(Task to complete):
Collect every line in the entries below that contains the word "dark", and copy each of those lines in full.

▬▬▬▬▬▬

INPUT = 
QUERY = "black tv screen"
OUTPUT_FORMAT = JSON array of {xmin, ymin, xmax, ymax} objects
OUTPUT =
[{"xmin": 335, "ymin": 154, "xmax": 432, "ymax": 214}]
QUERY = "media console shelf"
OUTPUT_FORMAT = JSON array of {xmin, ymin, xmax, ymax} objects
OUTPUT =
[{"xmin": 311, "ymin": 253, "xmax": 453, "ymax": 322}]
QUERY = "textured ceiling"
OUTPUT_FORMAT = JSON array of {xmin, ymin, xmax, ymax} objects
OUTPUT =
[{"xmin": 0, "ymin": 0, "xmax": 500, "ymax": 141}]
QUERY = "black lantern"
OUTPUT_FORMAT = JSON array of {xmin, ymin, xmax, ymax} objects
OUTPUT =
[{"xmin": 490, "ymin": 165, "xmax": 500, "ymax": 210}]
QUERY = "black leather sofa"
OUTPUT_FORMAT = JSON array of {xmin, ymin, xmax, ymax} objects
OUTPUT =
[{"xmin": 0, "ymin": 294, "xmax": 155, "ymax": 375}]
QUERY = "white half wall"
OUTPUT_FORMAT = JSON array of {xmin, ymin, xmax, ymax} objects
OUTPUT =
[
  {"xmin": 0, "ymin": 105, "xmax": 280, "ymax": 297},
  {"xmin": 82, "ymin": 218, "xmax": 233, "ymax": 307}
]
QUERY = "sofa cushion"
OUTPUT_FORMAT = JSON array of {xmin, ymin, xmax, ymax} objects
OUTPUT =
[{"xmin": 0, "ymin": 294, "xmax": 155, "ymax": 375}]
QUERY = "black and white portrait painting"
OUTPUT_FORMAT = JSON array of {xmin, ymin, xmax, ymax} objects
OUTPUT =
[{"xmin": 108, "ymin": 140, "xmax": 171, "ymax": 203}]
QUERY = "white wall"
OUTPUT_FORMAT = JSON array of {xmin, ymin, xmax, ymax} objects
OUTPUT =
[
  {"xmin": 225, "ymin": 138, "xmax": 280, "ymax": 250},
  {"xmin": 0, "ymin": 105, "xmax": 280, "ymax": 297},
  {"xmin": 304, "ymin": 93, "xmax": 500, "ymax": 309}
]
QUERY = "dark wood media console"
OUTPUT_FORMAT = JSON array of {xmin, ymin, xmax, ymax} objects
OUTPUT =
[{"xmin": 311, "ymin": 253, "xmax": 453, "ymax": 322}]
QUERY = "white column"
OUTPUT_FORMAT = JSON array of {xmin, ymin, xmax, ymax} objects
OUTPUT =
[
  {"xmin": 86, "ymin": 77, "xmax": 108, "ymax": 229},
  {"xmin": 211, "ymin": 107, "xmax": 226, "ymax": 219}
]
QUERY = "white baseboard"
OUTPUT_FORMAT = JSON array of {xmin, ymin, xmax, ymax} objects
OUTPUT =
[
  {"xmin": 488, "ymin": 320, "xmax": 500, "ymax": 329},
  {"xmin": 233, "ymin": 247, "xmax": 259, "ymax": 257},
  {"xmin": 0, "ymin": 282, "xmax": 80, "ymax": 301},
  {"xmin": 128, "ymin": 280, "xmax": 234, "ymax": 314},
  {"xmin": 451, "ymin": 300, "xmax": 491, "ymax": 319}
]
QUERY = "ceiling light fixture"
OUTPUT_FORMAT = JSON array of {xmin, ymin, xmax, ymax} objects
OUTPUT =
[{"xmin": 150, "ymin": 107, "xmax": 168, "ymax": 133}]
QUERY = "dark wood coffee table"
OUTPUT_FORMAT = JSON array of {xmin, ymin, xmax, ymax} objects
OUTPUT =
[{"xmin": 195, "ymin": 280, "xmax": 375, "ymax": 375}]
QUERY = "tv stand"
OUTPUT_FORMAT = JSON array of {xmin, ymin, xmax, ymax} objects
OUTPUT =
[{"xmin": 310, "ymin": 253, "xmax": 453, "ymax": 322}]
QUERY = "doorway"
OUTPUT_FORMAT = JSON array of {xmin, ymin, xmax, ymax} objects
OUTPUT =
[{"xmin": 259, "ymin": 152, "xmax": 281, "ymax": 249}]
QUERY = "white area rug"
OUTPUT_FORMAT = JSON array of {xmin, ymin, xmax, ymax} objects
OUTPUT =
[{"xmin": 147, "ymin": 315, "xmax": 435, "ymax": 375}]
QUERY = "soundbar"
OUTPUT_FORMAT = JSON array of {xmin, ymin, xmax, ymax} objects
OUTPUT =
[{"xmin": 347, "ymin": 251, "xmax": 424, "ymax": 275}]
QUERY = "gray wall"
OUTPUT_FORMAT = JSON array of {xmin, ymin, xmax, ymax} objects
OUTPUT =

▬▬▬▬▬▬

(Exercise output):
QUERY = "dark wood media console"
QUERY = "dark wood coffee table"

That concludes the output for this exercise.